━━━━━ Task data

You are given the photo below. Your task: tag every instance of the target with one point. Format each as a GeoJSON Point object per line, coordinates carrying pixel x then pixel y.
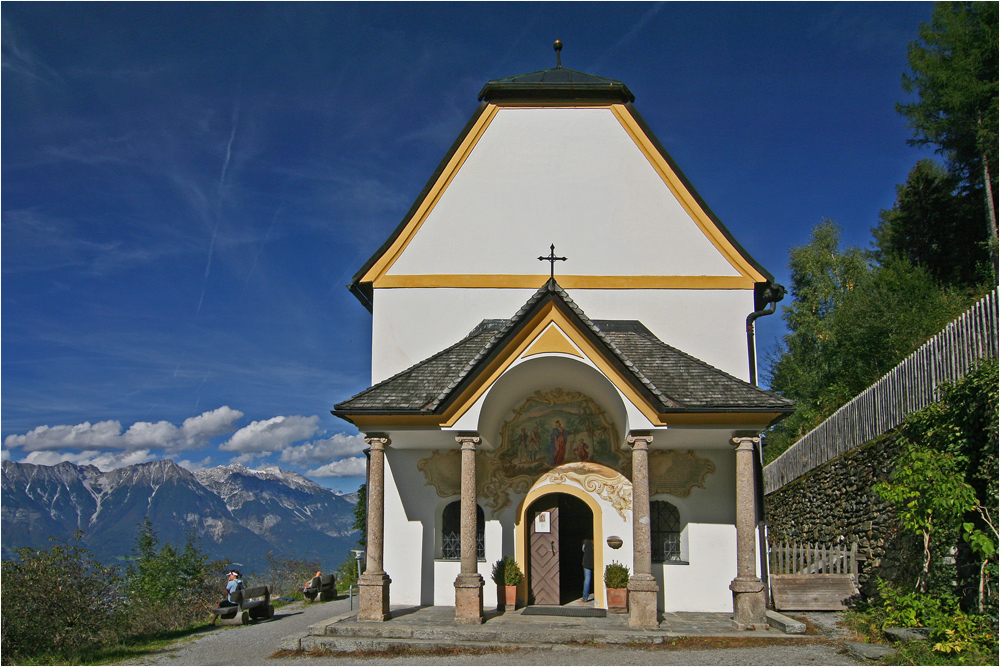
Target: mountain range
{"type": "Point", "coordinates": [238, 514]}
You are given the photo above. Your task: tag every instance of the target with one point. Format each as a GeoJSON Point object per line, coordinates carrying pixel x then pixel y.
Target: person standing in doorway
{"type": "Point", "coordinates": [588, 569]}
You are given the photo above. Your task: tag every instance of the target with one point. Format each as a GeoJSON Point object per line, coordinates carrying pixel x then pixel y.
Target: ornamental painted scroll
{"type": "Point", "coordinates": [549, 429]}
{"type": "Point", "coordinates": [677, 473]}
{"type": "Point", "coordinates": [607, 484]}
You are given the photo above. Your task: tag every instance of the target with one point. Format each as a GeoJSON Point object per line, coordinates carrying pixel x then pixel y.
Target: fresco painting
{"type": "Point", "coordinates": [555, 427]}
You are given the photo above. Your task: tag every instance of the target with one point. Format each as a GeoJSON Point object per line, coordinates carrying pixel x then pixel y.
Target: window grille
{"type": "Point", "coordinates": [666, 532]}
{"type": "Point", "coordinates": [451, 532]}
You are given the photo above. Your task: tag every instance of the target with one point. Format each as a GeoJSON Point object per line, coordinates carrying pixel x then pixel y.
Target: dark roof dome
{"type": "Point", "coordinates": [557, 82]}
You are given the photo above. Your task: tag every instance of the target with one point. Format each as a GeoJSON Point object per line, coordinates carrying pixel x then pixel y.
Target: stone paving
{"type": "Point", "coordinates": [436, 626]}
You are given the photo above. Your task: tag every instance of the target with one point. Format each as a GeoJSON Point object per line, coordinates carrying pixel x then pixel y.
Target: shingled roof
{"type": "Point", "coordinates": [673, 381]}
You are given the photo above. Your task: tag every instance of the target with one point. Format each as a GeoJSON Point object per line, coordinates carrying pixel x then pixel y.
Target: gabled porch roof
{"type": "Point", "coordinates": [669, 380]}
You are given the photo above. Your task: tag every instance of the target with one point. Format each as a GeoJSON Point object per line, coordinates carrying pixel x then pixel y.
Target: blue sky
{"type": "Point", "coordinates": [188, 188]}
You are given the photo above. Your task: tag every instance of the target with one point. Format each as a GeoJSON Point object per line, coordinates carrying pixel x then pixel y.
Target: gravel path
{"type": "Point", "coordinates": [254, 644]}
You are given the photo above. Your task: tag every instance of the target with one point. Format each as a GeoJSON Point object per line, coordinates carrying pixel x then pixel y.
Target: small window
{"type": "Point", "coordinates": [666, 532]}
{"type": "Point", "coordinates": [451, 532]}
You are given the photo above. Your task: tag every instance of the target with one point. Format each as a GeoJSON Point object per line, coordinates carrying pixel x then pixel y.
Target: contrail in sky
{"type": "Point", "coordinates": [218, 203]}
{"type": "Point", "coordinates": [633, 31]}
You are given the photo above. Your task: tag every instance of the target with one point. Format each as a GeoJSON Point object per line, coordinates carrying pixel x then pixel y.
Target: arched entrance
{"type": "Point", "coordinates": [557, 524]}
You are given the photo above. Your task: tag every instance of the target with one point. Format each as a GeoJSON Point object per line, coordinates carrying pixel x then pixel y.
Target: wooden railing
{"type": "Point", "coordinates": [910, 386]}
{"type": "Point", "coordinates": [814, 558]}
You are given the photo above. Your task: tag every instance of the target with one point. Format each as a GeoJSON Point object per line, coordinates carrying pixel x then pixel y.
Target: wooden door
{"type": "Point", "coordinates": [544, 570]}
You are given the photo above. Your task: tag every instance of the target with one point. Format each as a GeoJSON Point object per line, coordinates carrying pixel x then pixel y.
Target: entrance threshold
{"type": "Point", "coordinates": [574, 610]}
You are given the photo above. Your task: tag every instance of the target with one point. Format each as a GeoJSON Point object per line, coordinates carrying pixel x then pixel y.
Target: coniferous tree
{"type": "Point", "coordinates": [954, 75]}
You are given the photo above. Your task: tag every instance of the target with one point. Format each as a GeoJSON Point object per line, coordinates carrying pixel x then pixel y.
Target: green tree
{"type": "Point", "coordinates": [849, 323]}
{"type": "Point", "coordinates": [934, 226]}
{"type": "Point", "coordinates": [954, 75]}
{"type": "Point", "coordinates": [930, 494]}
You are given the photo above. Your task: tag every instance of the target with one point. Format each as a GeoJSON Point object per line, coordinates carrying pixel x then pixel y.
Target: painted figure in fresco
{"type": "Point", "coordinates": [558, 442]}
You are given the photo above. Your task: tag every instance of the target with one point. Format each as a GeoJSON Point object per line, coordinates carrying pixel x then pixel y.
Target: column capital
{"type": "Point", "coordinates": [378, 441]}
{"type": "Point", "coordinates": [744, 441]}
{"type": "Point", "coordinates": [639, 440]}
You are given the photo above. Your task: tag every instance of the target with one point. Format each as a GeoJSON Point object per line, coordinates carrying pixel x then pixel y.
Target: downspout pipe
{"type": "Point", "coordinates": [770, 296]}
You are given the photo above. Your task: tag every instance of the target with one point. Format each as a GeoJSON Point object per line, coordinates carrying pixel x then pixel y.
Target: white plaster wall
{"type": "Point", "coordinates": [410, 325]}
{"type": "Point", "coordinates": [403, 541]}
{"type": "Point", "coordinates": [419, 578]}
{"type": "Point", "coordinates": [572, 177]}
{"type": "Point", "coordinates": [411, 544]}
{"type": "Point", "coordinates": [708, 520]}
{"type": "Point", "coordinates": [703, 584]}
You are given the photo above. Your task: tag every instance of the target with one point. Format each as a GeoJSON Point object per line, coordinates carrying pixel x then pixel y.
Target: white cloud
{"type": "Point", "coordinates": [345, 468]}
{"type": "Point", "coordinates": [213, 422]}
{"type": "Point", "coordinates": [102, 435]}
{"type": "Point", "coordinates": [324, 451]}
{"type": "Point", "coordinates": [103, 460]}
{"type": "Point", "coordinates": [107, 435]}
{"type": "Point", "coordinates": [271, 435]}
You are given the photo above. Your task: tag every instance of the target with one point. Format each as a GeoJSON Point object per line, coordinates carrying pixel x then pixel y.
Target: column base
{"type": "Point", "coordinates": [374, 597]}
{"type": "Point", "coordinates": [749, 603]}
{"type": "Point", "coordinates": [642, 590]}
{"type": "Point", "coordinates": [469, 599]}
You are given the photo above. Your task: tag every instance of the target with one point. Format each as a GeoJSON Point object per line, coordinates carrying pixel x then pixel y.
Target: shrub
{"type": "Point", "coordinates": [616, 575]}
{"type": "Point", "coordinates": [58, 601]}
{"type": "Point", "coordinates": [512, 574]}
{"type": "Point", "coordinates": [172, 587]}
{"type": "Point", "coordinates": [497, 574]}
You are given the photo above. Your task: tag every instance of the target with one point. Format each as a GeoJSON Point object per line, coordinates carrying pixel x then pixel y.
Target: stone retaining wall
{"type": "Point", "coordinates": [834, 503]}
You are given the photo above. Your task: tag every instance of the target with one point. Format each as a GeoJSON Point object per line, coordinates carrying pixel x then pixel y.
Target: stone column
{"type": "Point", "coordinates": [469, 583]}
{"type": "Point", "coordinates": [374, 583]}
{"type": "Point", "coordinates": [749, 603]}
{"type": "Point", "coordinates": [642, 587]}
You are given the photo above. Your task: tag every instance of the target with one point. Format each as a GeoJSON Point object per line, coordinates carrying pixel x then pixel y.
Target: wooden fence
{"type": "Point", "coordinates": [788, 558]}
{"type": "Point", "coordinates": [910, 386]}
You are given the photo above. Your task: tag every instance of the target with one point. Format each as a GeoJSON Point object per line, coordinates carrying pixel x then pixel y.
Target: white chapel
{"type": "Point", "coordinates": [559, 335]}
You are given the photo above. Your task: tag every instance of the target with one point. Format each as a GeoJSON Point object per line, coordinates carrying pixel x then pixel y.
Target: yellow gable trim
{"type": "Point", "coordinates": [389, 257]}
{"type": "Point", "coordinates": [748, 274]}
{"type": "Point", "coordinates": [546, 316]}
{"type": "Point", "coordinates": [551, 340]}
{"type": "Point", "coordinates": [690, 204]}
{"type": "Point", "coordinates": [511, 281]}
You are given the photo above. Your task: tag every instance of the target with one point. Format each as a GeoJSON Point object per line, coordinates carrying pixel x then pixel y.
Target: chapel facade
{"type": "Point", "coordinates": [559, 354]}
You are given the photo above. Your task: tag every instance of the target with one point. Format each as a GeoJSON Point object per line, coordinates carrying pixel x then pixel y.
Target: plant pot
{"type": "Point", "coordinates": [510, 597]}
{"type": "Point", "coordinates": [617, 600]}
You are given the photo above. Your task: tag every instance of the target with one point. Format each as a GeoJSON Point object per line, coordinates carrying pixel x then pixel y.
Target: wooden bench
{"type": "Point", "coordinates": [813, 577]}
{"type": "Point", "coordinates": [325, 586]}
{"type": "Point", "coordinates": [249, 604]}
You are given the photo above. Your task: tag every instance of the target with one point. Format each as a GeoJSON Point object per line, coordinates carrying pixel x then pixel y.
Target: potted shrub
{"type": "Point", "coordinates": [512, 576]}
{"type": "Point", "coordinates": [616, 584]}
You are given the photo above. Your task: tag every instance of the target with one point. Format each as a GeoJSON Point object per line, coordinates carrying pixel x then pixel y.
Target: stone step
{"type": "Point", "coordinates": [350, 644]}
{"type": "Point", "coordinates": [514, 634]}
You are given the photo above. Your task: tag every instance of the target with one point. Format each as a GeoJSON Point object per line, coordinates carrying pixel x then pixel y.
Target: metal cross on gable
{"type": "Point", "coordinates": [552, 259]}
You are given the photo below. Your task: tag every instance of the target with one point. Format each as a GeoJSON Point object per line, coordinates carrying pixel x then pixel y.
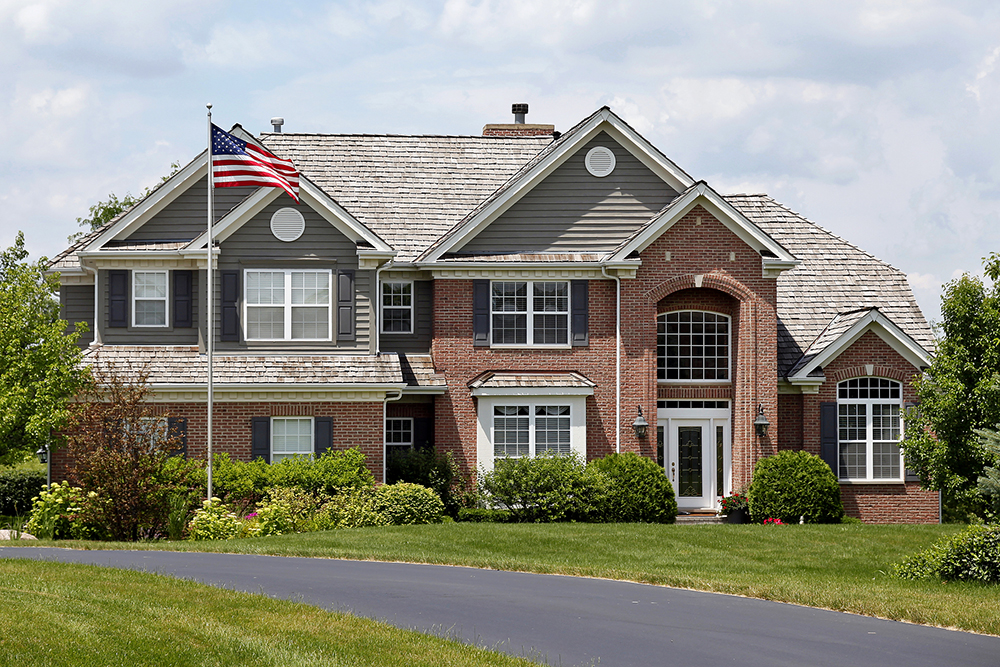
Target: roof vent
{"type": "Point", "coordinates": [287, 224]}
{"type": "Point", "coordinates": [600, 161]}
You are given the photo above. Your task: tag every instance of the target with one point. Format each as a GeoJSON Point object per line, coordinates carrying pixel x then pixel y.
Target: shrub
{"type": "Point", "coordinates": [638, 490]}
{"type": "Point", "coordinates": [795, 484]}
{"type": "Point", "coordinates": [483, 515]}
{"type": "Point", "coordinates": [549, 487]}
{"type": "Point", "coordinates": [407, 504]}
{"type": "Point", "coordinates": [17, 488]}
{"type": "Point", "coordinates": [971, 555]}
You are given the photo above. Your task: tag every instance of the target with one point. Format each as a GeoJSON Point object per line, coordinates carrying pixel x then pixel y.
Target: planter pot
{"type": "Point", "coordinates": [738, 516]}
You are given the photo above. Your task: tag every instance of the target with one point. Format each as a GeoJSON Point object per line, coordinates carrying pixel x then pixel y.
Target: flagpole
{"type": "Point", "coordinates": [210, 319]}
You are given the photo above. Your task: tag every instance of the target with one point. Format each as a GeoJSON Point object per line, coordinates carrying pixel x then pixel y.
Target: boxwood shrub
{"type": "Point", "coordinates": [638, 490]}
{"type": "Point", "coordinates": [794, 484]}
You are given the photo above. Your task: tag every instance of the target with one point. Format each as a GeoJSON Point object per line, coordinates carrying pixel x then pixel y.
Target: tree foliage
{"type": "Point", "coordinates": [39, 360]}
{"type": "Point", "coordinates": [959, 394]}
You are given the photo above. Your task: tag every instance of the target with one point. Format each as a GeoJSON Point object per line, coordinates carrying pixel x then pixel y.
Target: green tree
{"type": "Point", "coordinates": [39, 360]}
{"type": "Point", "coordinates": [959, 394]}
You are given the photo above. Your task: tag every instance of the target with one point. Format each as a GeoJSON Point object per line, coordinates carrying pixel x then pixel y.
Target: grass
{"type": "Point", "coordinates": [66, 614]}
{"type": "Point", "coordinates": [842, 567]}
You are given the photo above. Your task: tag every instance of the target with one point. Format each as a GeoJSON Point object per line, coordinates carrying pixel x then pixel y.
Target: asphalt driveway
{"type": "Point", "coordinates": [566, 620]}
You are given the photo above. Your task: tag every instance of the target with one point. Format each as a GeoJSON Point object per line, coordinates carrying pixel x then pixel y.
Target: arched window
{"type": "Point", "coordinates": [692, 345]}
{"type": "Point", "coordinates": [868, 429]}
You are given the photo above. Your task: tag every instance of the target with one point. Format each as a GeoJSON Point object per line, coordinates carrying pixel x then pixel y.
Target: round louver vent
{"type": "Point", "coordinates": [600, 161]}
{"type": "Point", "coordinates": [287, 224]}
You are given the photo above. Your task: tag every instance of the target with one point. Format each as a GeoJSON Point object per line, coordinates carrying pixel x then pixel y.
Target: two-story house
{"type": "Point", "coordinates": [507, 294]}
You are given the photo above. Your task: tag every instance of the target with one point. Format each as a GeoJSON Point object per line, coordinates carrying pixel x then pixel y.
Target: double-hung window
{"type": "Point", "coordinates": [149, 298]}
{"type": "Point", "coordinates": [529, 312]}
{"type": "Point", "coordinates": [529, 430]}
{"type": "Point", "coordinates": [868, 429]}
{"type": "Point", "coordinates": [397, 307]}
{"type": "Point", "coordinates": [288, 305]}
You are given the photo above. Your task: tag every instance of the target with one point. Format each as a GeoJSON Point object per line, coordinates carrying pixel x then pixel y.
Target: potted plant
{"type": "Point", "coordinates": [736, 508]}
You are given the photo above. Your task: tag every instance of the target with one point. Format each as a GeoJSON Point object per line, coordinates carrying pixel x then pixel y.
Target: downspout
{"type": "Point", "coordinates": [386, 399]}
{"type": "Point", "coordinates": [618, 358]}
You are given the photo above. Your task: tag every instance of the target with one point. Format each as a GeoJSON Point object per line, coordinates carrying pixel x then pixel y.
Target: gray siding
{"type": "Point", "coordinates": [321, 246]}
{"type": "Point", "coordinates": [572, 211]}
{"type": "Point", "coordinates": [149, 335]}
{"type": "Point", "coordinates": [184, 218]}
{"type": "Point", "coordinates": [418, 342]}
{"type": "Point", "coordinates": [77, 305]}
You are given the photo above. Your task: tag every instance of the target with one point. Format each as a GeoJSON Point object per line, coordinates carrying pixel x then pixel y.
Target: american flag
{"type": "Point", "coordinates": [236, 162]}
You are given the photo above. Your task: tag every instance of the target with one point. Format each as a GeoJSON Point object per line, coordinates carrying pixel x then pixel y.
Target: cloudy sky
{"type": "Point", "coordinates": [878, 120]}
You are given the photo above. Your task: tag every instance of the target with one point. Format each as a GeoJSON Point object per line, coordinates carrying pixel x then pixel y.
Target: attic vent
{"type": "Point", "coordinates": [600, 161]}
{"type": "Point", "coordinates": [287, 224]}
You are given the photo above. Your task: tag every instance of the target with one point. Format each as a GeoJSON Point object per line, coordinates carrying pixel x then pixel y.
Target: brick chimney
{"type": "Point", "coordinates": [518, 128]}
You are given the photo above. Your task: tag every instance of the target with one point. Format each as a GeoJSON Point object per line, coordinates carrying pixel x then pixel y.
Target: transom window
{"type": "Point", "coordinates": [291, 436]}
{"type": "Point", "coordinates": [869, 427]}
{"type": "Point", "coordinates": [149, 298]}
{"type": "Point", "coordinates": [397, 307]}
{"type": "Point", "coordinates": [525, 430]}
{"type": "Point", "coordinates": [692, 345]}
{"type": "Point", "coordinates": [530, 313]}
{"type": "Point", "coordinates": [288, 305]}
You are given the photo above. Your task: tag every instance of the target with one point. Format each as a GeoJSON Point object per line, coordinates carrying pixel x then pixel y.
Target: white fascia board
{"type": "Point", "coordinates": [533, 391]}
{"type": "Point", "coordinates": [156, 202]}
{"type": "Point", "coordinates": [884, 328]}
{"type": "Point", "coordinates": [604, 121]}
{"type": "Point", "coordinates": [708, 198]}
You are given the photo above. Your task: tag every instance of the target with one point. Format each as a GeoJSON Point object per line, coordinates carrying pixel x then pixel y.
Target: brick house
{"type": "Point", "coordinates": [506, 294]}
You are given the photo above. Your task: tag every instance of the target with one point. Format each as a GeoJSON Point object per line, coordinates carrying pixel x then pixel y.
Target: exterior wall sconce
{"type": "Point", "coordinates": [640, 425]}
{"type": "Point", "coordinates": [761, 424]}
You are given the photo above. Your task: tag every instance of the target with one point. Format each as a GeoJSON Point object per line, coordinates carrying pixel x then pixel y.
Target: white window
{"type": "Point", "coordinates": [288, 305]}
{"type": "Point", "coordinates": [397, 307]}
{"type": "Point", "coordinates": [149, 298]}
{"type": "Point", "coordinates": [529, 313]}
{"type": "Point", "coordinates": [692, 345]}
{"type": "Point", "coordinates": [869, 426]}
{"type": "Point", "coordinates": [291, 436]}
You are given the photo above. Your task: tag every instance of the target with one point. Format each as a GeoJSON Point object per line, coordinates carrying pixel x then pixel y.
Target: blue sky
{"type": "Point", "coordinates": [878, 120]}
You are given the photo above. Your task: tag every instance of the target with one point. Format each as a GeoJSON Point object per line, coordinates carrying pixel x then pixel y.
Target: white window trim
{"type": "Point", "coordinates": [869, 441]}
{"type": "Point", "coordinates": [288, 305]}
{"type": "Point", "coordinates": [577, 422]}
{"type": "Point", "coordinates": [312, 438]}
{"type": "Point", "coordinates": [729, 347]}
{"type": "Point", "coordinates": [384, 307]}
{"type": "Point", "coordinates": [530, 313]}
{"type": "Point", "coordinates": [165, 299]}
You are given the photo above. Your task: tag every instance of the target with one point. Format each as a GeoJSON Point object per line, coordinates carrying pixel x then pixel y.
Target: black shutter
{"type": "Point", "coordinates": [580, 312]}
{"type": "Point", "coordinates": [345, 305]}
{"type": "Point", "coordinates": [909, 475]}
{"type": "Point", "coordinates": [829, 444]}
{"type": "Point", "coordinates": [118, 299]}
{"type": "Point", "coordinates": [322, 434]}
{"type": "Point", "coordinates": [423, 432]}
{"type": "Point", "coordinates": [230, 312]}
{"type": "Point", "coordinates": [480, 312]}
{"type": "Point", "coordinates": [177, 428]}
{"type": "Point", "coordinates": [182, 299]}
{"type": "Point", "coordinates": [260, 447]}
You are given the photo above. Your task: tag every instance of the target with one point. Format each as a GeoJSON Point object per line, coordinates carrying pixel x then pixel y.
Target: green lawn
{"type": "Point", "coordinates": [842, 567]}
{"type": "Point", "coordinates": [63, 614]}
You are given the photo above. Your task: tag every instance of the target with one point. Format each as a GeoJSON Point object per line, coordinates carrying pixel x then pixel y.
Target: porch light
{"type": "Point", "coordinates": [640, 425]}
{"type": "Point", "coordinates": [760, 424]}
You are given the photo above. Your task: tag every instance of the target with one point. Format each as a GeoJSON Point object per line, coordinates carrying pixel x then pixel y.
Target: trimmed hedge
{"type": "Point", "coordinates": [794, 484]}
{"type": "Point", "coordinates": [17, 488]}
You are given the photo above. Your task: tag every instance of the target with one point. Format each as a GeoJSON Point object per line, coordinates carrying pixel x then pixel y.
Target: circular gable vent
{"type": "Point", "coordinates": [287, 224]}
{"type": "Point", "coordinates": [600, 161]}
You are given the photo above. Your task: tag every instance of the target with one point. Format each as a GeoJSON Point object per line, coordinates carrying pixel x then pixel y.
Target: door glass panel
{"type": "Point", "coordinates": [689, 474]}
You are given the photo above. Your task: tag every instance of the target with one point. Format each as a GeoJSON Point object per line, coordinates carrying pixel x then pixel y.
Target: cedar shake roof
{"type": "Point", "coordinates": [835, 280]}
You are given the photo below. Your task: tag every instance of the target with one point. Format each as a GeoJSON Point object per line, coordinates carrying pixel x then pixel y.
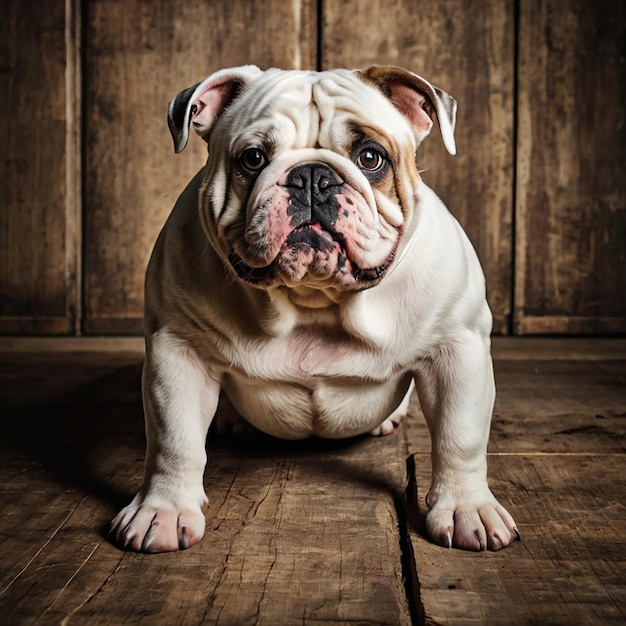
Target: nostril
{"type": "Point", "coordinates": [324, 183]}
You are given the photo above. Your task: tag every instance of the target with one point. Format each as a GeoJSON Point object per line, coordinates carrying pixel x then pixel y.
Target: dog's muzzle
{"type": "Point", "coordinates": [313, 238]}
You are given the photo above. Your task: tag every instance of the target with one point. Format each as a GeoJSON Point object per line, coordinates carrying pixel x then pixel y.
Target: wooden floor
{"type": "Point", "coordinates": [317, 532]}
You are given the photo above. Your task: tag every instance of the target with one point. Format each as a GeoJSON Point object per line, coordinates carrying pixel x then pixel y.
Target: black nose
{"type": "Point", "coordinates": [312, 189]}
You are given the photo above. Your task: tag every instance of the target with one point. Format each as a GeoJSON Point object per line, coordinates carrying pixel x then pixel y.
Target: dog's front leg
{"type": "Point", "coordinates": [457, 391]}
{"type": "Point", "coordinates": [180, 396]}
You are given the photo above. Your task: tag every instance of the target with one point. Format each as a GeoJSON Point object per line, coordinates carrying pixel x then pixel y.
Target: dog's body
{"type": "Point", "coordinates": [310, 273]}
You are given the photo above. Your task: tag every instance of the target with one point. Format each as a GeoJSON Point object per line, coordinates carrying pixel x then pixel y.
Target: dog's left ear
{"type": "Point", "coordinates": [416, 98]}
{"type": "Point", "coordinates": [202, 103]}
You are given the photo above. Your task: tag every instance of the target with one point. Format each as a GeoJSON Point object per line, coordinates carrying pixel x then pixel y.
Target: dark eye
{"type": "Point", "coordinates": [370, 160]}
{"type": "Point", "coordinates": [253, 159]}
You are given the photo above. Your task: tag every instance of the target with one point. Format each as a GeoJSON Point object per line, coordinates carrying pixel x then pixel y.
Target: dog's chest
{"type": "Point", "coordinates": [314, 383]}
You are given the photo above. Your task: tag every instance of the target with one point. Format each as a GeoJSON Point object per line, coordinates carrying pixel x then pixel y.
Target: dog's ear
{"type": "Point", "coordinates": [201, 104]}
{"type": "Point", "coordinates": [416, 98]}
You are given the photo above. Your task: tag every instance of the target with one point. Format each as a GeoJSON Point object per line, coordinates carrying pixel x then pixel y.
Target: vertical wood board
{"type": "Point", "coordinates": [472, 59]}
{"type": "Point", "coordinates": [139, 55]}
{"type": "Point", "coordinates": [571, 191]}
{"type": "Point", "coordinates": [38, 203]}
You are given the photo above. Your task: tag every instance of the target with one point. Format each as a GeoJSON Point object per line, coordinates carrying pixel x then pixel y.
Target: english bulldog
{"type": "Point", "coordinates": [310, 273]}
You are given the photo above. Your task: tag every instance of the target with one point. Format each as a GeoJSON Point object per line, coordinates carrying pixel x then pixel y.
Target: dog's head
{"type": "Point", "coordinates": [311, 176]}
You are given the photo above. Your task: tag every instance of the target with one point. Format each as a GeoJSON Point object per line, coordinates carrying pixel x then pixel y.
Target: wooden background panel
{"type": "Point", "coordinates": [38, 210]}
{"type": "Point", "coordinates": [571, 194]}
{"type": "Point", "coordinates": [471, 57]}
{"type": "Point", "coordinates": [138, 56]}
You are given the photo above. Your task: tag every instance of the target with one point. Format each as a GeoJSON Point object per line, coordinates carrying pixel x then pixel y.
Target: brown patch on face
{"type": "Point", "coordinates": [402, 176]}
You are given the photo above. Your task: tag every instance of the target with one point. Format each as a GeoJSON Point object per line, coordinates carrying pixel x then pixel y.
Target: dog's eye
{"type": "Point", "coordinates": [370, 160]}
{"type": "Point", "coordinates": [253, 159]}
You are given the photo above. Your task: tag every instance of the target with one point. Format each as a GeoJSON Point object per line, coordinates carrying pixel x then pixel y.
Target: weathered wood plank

━━━━━━━━━━

What needs to be done: List each line in the entries above that contains the string "wall".

Result:
Target: white plaster wall
Target: stone retaining wall
Target: exterior wall sconce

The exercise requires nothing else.